» **EXERCISE TEXT**:
[Start of section]

Scientists and Clinicians Across Cedars-Sinai's Vast Research Enterprise Pivoted Overnight, Launching Dozens of Studies to Tackle the Fast-Moving Global Threat

Susan Cheng, MD, MPH, MMSc, recalls hearing the first reports of a mysterious illness in China early last year and thinking: "This is going to be important."

As a scientist, she was fascinated by the capricious nature of the disease as it severely affected certain healthy individuals while paradoxically sparing other people, including some with weakened immune systems. "I was hooked," she confessed. As a physician, she was deeply moved by stories about some young people perishing from the new illness after initially seeming to recover. She soon reached out to a colleague in the Smidt Heart Institute at Cedars-Sinai.

"You go into medicine and research to make a difference," said Cheng, director of Public Health Research at the institute. "My colleague and I both said we had to do something about this. We then shifted everything we were doing to focus on COVID-19 research."

[End of section]

» **ACTIVITY A**:
In the Cedars-Sinai article, what position does Susan Cheng hold?
» **ACTIVITY B**:
List every degree given after Susan Cheng's name in the Cedars-Sinai article.
» **ACTIVITY C**:
Write a continuation of the Cedars-Sinai article, starting after its last sentence.
The records that follow are not needed for any task.

» **INFORMATION**:
[Start of section]

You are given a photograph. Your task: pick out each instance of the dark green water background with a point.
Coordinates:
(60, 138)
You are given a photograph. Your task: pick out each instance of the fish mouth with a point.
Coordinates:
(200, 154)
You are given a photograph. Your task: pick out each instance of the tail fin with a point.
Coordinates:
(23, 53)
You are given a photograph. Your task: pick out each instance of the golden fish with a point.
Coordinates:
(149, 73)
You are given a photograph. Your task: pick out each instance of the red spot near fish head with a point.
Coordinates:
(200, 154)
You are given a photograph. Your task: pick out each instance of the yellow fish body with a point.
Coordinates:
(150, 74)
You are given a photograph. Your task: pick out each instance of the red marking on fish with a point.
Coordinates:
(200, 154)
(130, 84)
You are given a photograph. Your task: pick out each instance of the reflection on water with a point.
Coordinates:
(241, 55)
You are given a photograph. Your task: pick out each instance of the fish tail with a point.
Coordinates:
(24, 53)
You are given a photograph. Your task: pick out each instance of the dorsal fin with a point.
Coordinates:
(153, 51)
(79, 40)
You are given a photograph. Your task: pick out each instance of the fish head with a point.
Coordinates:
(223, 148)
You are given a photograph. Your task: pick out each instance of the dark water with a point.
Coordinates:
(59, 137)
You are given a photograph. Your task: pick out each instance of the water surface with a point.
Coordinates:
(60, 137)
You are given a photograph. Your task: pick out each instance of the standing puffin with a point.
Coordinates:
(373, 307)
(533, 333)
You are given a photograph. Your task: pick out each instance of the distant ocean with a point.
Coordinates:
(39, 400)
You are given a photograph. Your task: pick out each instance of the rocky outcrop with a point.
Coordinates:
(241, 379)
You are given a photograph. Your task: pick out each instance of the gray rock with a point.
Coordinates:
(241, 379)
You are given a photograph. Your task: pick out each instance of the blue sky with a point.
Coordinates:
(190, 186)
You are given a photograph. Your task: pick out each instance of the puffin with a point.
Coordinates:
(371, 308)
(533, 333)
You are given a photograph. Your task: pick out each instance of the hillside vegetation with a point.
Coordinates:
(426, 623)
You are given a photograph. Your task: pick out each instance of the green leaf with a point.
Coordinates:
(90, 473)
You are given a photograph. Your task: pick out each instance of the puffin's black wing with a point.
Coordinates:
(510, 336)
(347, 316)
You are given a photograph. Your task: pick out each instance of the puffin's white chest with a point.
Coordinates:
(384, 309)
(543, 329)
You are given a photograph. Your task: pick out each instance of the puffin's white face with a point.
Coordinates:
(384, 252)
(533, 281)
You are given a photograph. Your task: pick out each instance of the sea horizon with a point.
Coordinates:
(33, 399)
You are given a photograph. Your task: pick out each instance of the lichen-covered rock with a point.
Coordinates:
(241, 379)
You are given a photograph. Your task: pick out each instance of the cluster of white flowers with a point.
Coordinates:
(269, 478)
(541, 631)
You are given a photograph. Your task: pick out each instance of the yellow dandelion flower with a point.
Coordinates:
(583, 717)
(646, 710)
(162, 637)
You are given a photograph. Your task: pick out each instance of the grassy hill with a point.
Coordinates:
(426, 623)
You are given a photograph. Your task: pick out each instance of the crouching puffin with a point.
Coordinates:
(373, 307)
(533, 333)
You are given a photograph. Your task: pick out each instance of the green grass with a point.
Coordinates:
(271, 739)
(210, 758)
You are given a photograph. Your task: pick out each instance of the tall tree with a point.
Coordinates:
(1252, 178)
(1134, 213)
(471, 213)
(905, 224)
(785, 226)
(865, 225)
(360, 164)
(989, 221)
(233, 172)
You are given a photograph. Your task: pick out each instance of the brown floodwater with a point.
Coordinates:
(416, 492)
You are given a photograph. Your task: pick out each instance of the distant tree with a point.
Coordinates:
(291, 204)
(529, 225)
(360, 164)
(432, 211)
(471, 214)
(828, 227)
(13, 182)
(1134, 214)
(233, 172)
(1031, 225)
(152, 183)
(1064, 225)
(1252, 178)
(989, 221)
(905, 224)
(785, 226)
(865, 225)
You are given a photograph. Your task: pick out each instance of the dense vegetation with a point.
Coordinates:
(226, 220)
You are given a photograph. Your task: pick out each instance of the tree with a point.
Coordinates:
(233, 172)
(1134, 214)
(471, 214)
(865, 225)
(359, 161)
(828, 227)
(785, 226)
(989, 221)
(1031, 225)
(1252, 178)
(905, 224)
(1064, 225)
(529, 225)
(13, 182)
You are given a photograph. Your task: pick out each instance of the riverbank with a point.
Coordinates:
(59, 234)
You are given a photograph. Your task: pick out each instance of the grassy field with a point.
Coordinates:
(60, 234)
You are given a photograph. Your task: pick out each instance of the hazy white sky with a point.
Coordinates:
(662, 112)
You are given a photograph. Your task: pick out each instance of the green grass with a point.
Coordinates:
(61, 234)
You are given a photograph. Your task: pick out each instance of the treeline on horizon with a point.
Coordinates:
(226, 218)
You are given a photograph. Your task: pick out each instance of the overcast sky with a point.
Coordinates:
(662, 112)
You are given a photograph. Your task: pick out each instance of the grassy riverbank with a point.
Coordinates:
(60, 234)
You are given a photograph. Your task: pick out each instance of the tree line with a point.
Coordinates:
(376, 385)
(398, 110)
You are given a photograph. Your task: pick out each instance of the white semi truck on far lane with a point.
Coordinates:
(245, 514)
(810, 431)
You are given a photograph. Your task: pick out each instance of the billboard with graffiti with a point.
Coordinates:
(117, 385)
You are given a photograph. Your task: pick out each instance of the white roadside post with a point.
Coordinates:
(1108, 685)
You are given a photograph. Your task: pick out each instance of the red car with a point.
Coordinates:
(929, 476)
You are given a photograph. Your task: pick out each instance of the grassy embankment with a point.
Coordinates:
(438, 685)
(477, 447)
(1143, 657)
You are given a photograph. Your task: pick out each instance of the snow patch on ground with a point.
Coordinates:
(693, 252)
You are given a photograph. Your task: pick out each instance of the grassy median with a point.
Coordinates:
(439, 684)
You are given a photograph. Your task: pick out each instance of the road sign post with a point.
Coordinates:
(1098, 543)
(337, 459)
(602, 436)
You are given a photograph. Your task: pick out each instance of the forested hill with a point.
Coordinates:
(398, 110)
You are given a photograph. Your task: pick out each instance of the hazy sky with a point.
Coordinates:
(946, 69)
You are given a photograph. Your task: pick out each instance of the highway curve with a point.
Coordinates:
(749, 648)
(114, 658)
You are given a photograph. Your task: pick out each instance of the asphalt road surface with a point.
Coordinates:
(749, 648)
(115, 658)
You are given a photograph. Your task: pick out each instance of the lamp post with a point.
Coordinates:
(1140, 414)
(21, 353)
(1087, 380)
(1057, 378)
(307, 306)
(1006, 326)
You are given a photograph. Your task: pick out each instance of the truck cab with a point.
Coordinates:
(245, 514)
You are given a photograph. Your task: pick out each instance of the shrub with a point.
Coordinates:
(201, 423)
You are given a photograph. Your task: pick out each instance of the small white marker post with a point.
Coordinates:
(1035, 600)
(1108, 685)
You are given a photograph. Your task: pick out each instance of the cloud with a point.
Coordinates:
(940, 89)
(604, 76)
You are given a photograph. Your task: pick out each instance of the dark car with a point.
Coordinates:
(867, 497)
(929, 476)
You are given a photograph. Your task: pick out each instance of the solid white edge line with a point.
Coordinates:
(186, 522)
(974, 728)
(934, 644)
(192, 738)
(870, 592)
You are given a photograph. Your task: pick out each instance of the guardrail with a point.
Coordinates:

[End of section]

» **TASK RESULT A**:
She is director of Public Health Research at the Smidt Heart Institute at Cedars-Sinai.

» **TASK RESULT B**:
MD, MPH, MMSc

» **TASK RESULT C**:
Making Major Discoveries

As Cheng pivoted, so did the research enterprise at Cedars-Sinai and its hundreds of medical investigators. Scientists specializing in cardiology, pulmonology, gastroenterology, genetics, cancer and other fields set aside their own research priorities and turned their attention to COVID-19.

A year into the pandemic, they have launched more than 100 studies, including more than 20 clinical trials, involving SARS-CoV-2, the novel coronavirus that causes COVID-19, and published game-changing discoveries in the world's top-tier journals, including The New England Journal of Medicine and the Journal of the American Medical Association.

Cedars-Sinai investigators uncovered a Southern California strain of the coronavirus and tracked its explosive spread. They participated in pioneering clinical trials that would add the therapies remdesivir and monoclonal antibodies to the arsenal of treatments for the disease. They forged a powerful COVID-19 research consortium across multiple U.S. institutions, igniting numerous studies involving thousands of healthcare workers and patients. And they established Cedars-Sinai as a center for the National Cancer Institute's drive to understand and control the spread of COVID-19, focusing on the pandemic's unequal impact on racial and ethnic groups.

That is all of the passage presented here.